### TASK DESCRIPTION:
Going down the data below, set down exactly the line with "woven hat texture :: bbox?" and each line after it through the line with "bare arm :: bbox?"; no other lines.

[Dataset entries]
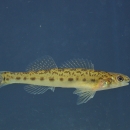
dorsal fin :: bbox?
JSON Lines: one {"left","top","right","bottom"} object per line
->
{"left": 60, "top": 59, "right": 94, "bottom": 69}
{"left": 26, "top": 56, "right": 57, "bottom": 71}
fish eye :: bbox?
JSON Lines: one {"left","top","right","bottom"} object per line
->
{"left": 117, "top": 75, "right": 124, "bottom": 82}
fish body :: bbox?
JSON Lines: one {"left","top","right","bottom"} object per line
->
{"left": 2, "top": 69, "right": 129, "bottom": 90}
{"left": 0, "top": 56, "right": 129, "bottom": 105}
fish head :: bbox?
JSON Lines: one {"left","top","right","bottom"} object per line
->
{"left": 106, "top": 72, "right": 130, "bottom": 89}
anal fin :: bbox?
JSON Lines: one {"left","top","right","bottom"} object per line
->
{"left": 24, "top": 85, "right": 55, "bottom": 95}
{"left": 73, "top": 88, "right": 96, "bottom": 105}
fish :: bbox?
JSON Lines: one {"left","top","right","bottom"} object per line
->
{"left": 0, "top": 56, "right": 129, "bottom": 105}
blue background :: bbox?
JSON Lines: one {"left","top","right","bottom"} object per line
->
{"left": 0, "top": 0, "right": 130, "bottom": 130}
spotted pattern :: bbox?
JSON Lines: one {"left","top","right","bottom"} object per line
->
{"left": 2, "top": 68, "right": 128, "bottom": 89}
{"left": 30, "top": 77, "right": 36, "bottom": 80}
{"left": 60, "top": 78, "right": 63, "bottom": 81}
{"left": 68, "top": 78, "right": 73, "bottom": 81}
{"left": 16, "top": 77, "right": 21, "bottom": 80}
{"left": 82, "top": 78, "right": 86, "bottom": 81}
{"left": 49, "top": 78, "right": 54, "bottom": 81}
{"left": 40, "top": 77, "right": 44, "bottom": 81}
{"left": 23, "top": 77, "right": 27, "bottom": 80}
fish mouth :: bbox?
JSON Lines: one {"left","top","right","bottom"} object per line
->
{"left": 127, "top": 76, "right": 130, "bottom": 82}
{"left": 113, "top": 82, "right": 129, "bottom": 88}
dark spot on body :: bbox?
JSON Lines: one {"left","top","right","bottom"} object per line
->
{"left": 68, "top": 78, "right": 73, "bottom": 81}
{"left": 77, "top": 71, "right": 81, "bottom": 74}
{"left": 103, "top": 75, "right": 108, "bottom": 78}
{"left": 91, "top": 79, "right": 95, "bottom": 82}
{"left": 43, "top": 70, "right": 49, "bottom": 74}
{"left": 83, "top": 78, "right": 86, "bottom": 81}
{"left": 60, "top": 78, "right": 63, "bottom": 81}
{"left": 23, "top": 77, "right": 27, "bottom": 80}
{"left": 65, "top": 71, "right": 70, "bottom": 74}
{"left": 52, "top": 72, "right": 58, "bottom": 75}
{"left": 30, "top": 77, "right": 36, "bottom": 80}
{"left": 81, "top": 74, "right": 84, "bottom": 76}
{"left": 49, "top": 78, "right": 54, "bottom": 81}
{"left": 40, "top": 77, "right": 44, "bottom": 81}
{"left": 71, "top": 72, "right": 74, "bottom": 75}
{"left": 6, "top": 78, "right": 9, "bottom": 81}
{"left": 76, "top": 77, "right": 79, "bottom": 81}
{"left": 16, "top": 77, "right": 20, "bottom": 80}
{"left": 86, "top": 71, "right": 88, "bottom": 74}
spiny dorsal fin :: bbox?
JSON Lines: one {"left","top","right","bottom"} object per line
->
{"left": 60, "top": 59, "right": 94, "bottom": 69}
{"left": 26, "top": 56, "right": 57, "bottom": 71}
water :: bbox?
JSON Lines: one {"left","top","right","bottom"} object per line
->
{"left": 0, "top": 0, "right": 130, "bottom": 129}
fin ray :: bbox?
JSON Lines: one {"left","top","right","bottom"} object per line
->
{"left": 26, "top": 56, "right": 57, "bottom": 71}
{"left": 73, "top": 88, "right": 96, "bottom": 105}
{"left": 24, "top": 85, "right": 55, "bottom": 94}
{"left": 60, "top": 59, "right": 94, "bottom": 69}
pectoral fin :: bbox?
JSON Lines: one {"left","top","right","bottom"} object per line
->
{"left": 73, "top": 88, "right": 96, "bottom": 105}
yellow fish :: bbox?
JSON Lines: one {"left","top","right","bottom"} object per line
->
{"left": 0, "top": 56, "right": 129, "bottom": 105}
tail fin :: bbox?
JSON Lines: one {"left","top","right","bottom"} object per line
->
{"left": 0, "top": 71, "right": 9, "bottom": 88}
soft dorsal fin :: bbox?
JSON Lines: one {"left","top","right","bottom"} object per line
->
{"left": 60, "top": 59, "right": 94, "bottom": 69}
{"left": 26, "top": 56, "right": 57, "bottom": 71}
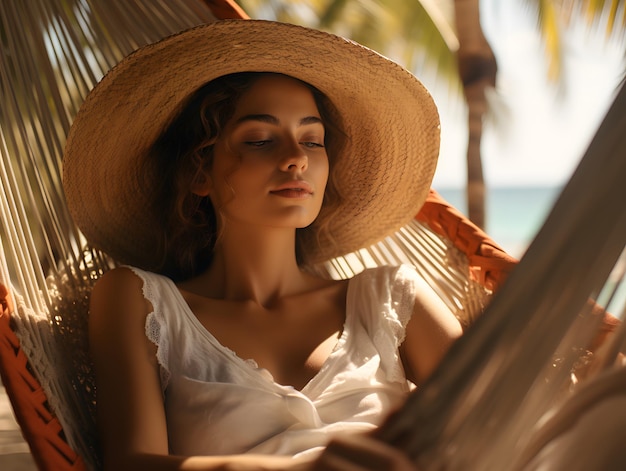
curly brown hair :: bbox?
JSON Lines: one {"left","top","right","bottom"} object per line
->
{"left": 144, "top": 72, "right": 346, "bottom": 281}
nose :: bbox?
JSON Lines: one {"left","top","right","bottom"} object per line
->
{"left": 279, "top": 139, "right": 308, "bottom": 172}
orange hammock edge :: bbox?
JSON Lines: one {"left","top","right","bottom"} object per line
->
{"left": 0, "top": 309, "right": 88, "bottom": 471}
{"left": 418, "top": 189, "right": 518, "bottom": 292}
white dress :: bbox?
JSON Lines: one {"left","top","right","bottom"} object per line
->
{"left": 130, "top": 264, "right": 420, "bottom": 459}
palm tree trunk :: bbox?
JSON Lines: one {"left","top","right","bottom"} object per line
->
{"left": 454, "top": 0, "right": 497, "bottom": 229}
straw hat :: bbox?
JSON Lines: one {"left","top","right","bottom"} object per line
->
{"left": 63, "top": 19, "right": 440, "bottom": 272}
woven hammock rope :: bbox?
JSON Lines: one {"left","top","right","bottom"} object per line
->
{"left": 0, "top": 1, "right": 623, "bottom": 470}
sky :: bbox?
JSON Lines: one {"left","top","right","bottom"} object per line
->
{"left": 426, "top": 0, "right": 625, "bottom": 189}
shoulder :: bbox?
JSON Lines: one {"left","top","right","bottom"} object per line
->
{"left": 88, "top": 267, "right": 165, "bottom": 377}
{"left": 93, "top": 265, "right": 142, "bottom": 288}
{"left": 362, "top": 265, "right": 448, "bottom": 310}
{"left": 93, "top": 264, "right": 169, "bottom": 291}
{"left": 91, "top": 266, "right": 145, "bottom": 306}
{"left": 89, "top": 266, "right": 156, "bottom": 333}
{"left": 353, "top": 264, "right": 424, "bottom": 304}
{"left": 91, "top": 266, "right": 173, "bottom": 307}
{"left": 353, "top": 264, "right": 417, "bottom": 285}
{"left": 348, "top": 265, "right": 423, "bottom": 331}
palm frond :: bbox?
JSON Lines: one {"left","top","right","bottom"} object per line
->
{"left": 581, "top": 0, "right": 625, "bottom": 33}
{"left": 525, "top": 0, "right": 626, "bottom": 82}
{"left": 531, "top": 0, "right": 565, "bottom": 80}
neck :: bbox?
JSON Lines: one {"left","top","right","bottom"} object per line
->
{"left": 202, "top": 222, "right": 310, "bottom": 306}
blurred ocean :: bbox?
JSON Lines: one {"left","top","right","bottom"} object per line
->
{"left": 435, "top": 185, "right": 562, "bottom": 260}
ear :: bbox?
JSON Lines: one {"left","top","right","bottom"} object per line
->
{"left": 191, "top": 169, "right": 212, "bottom": 197}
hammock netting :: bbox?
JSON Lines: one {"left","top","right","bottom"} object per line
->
{"left": 0, "top": 1, "right": 624, "bottom": 470}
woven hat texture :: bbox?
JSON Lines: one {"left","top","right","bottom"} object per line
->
{"left": 63, "top": 19, "right": 440, "bottom": 271}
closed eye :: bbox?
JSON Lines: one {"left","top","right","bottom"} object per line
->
{"left": 245, "top": 140, "right": 272, "bottom": 147}
{"left": 301, "top": 141, "right": 325, "bottom": 148}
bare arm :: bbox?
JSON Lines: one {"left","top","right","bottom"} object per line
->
{"left": 310, "top": 275, "right": 459, "bottom": 471}
{"left": 400, "top": 277, "right": 463, "bottom": 386}
{"left": 89, "top": 267, "right": 171, "bottom": 469}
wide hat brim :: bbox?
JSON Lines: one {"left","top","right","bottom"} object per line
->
{"left": 63, "top": 19, "right": 440, "bottom": 271}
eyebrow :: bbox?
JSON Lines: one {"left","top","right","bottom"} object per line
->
{"left": 235, "top": 114, "right": 324, "bottom": 127}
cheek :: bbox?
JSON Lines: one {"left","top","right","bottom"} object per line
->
{"left": 209, "top": 160, "right": 265, "bottom": 207}
{"left": 208, "top": 162, "right": 236, "bottom": 205}
{"left": 208, "top": 145, "right": 245, "bottom": 196}
{"left": 316, "top": 156, "right": 330, "bottom": 190}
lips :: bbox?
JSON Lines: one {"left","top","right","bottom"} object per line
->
{"left": 270, "top": 181, "right": 314, "bottom": 198}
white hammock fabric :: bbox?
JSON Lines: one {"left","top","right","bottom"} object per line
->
{"left": 0, "top": 0, "right": 624, "bottom": 470}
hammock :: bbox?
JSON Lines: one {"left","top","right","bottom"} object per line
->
{"left": 376, "top": 78, "right": 626, "bottom": 470}
{"left": 0, "top": 0, "right": 621, "bottom": 470}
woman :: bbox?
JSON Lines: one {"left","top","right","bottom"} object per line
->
{"left": 61, "top": 20, "right": 462, "bottom": 470}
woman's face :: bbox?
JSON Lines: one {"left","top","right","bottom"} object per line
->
{"left": 205, "top": 75, "right": 329, "bottom": 231}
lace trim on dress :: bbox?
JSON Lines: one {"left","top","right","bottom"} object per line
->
{"left": 126, "top": 266, "right": 171, "bottom": 391}
{"left": 372, "top": 265, "right": 418, "bottom": 384}
{"left": 391, "top": 264, "right": 420, "bottom": 339}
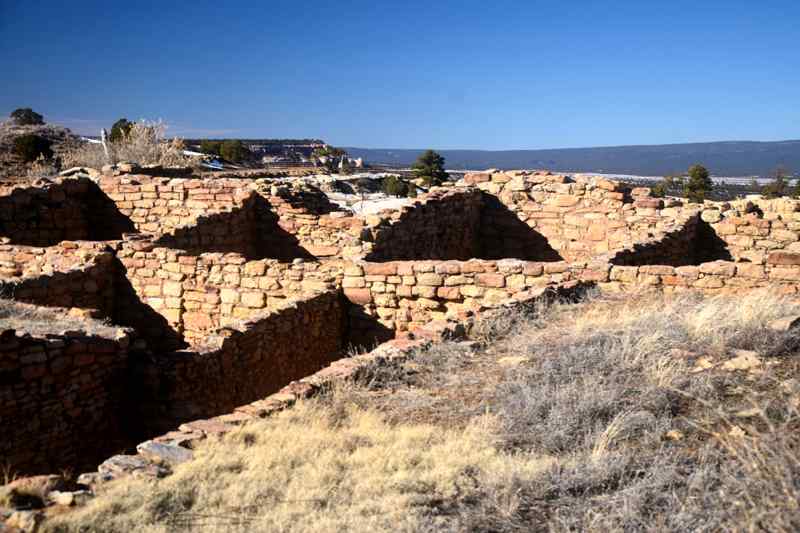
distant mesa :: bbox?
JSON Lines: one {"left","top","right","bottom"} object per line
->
{"left": 346, "top": 140, "right": 800, "bottom": 176}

### OUTPUT OF THE TASK:
woven hat texture :: bbox?
JSON Lines: one {"left","top","right","bottom"} object per line
->
{"left": 63, "top": 19, "right": 440, "bottom": 271}
closed eye :: bbox?
JSON Lines: one {"left","top","right","bottom"} object per line
->
{"left": 245, "top": 140, "right": 272, "bottom": 147}
{"left": 301, "top": 141, "right": 325, "bottom": 148}
bare arm :: bbox?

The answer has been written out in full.